___ GIVEN INFORMATION ___

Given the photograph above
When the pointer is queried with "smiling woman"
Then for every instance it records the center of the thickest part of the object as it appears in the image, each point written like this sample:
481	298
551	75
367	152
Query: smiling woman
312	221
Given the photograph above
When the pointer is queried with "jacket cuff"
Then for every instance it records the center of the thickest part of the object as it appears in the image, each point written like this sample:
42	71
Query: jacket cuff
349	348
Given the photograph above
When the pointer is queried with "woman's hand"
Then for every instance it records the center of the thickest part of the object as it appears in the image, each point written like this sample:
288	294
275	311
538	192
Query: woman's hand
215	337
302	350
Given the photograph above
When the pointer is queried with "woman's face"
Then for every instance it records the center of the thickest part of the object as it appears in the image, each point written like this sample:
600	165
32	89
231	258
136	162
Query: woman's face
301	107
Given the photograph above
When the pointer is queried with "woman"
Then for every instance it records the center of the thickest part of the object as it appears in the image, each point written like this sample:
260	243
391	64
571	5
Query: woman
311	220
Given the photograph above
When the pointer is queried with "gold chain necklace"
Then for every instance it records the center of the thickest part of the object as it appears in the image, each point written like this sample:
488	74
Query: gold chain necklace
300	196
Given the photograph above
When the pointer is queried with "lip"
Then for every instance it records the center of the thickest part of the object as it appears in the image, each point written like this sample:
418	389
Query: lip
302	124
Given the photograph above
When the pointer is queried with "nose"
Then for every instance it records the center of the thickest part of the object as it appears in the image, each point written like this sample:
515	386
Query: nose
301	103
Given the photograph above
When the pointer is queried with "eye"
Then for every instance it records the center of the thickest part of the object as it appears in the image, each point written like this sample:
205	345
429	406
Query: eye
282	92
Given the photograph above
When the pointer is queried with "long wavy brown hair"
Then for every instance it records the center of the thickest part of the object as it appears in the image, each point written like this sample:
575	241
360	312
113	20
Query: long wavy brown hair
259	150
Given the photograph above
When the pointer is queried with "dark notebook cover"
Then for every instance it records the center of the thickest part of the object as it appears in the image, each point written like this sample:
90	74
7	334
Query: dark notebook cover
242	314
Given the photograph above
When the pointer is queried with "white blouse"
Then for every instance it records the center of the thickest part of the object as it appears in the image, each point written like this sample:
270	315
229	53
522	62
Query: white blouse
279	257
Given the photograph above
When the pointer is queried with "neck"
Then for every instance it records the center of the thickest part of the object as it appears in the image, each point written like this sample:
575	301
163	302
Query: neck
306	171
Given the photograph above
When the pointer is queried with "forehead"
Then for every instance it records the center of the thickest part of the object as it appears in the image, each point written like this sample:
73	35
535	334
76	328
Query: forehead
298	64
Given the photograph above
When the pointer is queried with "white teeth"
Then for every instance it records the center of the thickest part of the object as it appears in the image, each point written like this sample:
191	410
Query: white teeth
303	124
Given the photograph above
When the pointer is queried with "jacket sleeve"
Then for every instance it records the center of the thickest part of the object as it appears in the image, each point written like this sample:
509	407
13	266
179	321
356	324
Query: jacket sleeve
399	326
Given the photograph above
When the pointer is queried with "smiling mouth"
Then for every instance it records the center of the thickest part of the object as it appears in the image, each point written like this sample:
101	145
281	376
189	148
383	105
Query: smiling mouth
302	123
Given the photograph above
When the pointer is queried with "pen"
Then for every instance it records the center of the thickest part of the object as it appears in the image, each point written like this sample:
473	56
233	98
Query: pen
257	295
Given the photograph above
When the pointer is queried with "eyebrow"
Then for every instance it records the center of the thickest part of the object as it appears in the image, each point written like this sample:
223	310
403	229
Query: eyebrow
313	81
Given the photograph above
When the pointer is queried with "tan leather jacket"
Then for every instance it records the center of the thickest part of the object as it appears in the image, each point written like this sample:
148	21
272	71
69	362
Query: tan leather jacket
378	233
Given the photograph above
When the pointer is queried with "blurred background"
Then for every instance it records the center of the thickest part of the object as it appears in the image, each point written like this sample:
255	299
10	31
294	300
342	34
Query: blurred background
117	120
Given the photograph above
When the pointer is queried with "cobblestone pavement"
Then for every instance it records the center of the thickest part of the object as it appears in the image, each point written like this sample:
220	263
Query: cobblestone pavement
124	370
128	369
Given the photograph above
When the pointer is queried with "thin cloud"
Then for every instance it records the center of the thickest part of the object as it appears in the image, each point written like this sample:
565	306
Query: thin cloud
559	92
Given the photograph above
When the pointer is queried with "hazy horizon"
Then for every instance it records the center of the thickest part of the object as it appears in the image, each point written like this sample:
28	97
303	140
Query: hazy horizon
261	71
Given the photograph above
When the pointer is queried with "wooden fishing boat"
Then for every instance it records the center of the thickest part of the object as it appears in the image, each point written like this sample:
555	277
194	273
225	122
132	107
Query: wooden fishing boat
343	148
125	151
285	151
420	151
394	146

___

→ **INSTRUCTIONS FOR THE TASK**
Give the records above again, word for word.

→ **COMPLETE OUTPUT**
Given the photograph above
When the pointer is queried with "smiling woman"
Then for every instance it records the center of the thickest part of the object as it appears in the image, each point written like this sample:
481	298
551	75
367	152
Query: smiling woman
312	221
Given the photograph above
When the pointer is queried with "jacket cuff"
Then for every instance it records the center of the thickest part of the object as it appears in the image, each point written like this sample:
42	71
Query: jacket cuff
349	348
Given the photograph above
When the pointer is queried with "woman's hand"
Then for every instance it records the center of the thickest part of the object as it appears in the image, each point written like this sample:
288	294
275	311
538	192
Query: woman's hand
215	337
302	350
Given the photograph above
When the pointer is queried with "woman's face"
Then for every instance it records the center of the thickest part of the object as it appears in the image, each point written like this sample:
600	165
32	89
231	258
136	162
Query: woman's face
301	107
Given the photograph above
When the pointer is queried with "woman"
Then for every instance it records the center of the thickest part of the object as it appears in the image, each point written like this sample:
260	243
391	64
571	5
Query: woman
311	220
Given the photograph above
When the pointer is queried with "gold chain necklace"
Then for every instance it records the center of the thickest part of the object as it appears in the image, each point written like this sample:
488	74
Query: gold chain necklace
300	196
Given the photograph above
When the pointer is queried with "lip"
Then for every instance it records the center of the thickest part of the object as it appears in the image, each point written like this sample:
418	389
Query: lip
302	124
Given the photograph above
When the pointer is queried with "nose"
Then for every instance it records the center of the thickest part of the object as it appears in the image, each point written like this sample:
515	386
Query: nose
301	103
Given the photograph above
When the pointer is queried with "eye"
Then for every instance it records the center of the thickest part of the object as it appears in the image, each point written like this sample:
205	345
429	406
Query: eye
282	92
Given the photograph above
When the pointer is queried with "long wavy brown hair"
Then for every instance it records the center of the thickest part of the object as it appears in the image, each point written like this sample:
575	241
360	312
113	20
Query: long wavy brown hair
259	150
Given the photograph above
When the pointer is queried with "dark notebook cover"
Then for every instance it records the center of the thickest part of the object as it appears in the image, each point written like this sample:
90	74
7	334
Query: dark notebook cover
242	314
Given the photograph above
When the pointer is queried with "white blouse"
Then for every instance it records the center of the thickest part of the object as it appears in the image, each point written like this sample:
270	315
229	53
522	62
Query: white blouse
279	257
Given the photograph above
When the pointer is queried with "neck"
Then for every instance it records the center of the thickest part of the object as it appears in the image, each point written like this sample:
575	301
163	302
Query: neck
306	171
Given the photograph above
When the pointer is queried with "forehead"
Then for every instance it records the center of the thickest part of the object as it appears in the image, each point written like this sample:
73	35
535	334
76	328
Query: forehead
298	64
Given the photograph above
When the pointer is queried with "white teeth"
Then for every instance it records the center of the thickest part of the object as it appears in the image, each point written like this sample:
191	410
Query: white teeth
303	124
Given the photograph above
When the pointer is queried with "jacket sleeve"
Then for every instance it records the center of the thickest part of the object as it appears in the image, each point written like this sample:
509	407
13	266
179	321
356	324
Query: jacket sleeve
399	326
Given the photograph above
When the pointer is queried with "smiling mouth"
Then for every instance it records the center of the thickest part of the object as it appears in the image, each point written like this sample:
101	145
281	376
189	148
383	105
Query: smiling mouth
302	123
Given the photograph above
When the pointer is queried with "pen"
Then for every instance it records the center of the thickest part of the object as it appears in the image, each point written like this sample:
473	56
233	98
Query: pen
257	295
Given the photograph above
When the pointer is queried with "eyebrow"
Then for every instance it records the center of the thickest part of the object as it appears in the image, each point written like this sample:
223	310
403	229
Query: eyebrow
313	81
Given the photograph above
When the pointer is queried with "tan leather jacket"
Then for every instance it records the center of the thickest part of the object as it appears in the image, each point written like this sample:
148	21
272	71
69	362
Query: tan leather jacket
378	233
Given the photograph above
When the pointer is queried with "blurred background"
Then for every instance it records the center of the thickest part of the object as it appears in the image, each point written like this sample:
255	299
10	31
294	300
342	34
Query: blurred background
117	120
Given the photograph above
When the pointer is queried with "cobblestone pavement"
Then for every instance it records the center of the thickest part of the object as it appears in the image, each point written like this sample:
220	263
Query: cobblestone pavement
124	370
128	369
Given the photograph above
When the pointer is queried with "thin cloud"
Then for every instance it records the center of the thickest part of the object as it appears in the image, each point written like this sample:
565	306
Query: thin cloud
559	92
Given the photograph above
When the pointer is queried with "hazy horizon"
Then for every instance it records the center of the thickest part of the object as it appears in the image, each point written like this sample:
28	97
303	140
Query: hazy horizon
261	71
Given the photograph above
When the pointer is queried with "wooden fishing boat"
Then for every instance it records the center of the thickest part of the object as it appears in the image, each point written like this sample:
555	277
194	273
225	122
132	107
Query: wooden fishing boat
343	148
125	151
285	151
420	151
394	146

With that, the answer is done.